PROBLEM TO SOLVE — Could you rewrite the stretch of records from the line containing "[indicate] one point per instance, sample <point>220,33</point>." through the line containing "<point>298,262</point>", both ends included, multiplying every coordinate in the answers by 2.6 and rounding to whole numbers with halves going up? Keep the requests and their sample coordinates unchanged, and return only those lines.

EXERCISE MATERIALS —

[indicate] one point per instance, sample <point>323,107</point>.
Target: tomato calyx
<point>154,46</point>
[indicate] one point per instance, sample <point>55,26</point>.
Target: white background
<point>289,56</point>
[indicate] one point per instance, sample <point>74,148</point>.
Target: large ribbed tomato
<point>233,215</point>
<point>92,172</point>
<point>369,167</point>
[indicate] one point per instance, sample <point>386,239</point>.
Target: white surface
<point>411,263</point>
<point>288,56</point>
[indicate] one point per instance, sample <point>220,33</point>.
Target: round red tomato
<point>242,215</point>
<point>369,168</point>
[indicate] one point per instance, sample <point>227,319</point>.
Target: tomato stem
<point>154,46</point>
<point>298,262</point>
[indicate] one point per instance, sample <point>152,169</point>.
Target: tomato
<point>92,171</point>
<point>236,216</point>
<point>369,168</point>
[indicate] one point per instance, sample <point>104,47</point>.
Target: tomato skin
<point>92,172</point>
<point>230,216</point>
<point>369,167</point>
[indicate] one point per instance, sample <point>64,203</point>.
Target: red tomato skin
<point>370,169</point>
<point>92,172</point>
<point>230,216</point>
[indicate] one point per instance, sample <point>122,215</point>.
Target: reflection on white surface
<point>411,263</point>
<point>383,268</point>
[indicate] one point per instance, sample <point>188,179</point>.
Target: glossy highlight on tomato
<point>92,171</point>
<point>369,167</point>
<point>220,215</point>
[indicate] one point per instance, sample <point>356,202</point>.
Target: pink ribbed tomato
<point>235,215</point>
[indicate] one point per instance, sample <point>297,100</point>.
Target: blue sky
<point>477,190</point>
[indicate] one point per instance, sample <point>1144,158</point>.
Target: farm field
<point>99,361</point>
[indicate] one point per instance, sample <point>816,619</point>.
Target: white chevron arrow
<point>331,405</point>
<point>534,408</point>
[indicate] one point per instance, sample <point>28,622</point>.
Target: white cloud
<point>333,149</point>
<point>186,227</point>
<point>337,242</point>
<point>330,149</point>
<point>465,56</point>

CORRECT RESPONSE —
[indicate] one point per instance, sample <point>220,33</point>.
Target: round red tomato
<point>629,559</point>
<point>959,437</point>
[indicate] one point per instance, sample <point>227,319</point>.
Target: tomato stem
<point>400,120</point>
<point>775,681</point>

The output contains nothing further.